-- Start of Information provided --

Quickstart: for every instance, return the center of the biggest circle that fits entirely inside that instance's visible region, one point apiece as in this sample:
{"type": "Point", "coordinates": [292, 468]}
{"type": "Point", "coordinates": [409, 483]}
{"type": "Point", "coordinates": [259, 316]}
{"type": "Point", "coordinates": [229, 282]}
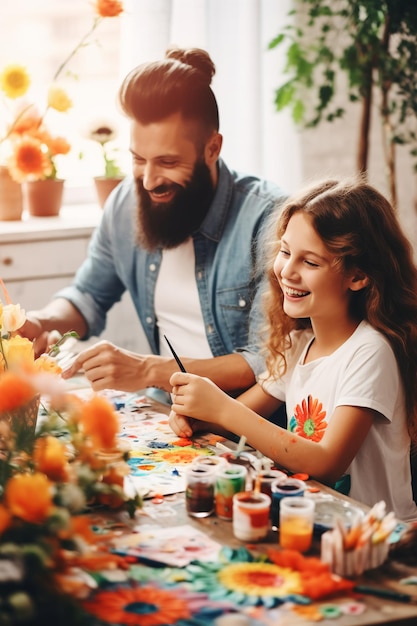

-- End of Information provided --

Requirements -
Arrange the lines of the entries above into a Markdown table with two columns, "Row" for the row number and "Line" for the line, and skip any blank lines. Leave the pictures out of your answer.

Correct response -
| Row | Line |
|---|---|
| 1 | Quickstart: for every instance, return the center of the biggest circle that fits entirely inside that instance's visible region, one point apiece as in this sample: |
| 2 | {"type": "Point", "coordinates": [292, 468]} |
| 3 | {"type": "Point", "coordinates": [409, 483]} |
| 4 | {"type": "Point", "coordinates": [259, 316]} |
| 5 | {"type": "Point", "coordinates": [229, 282]} |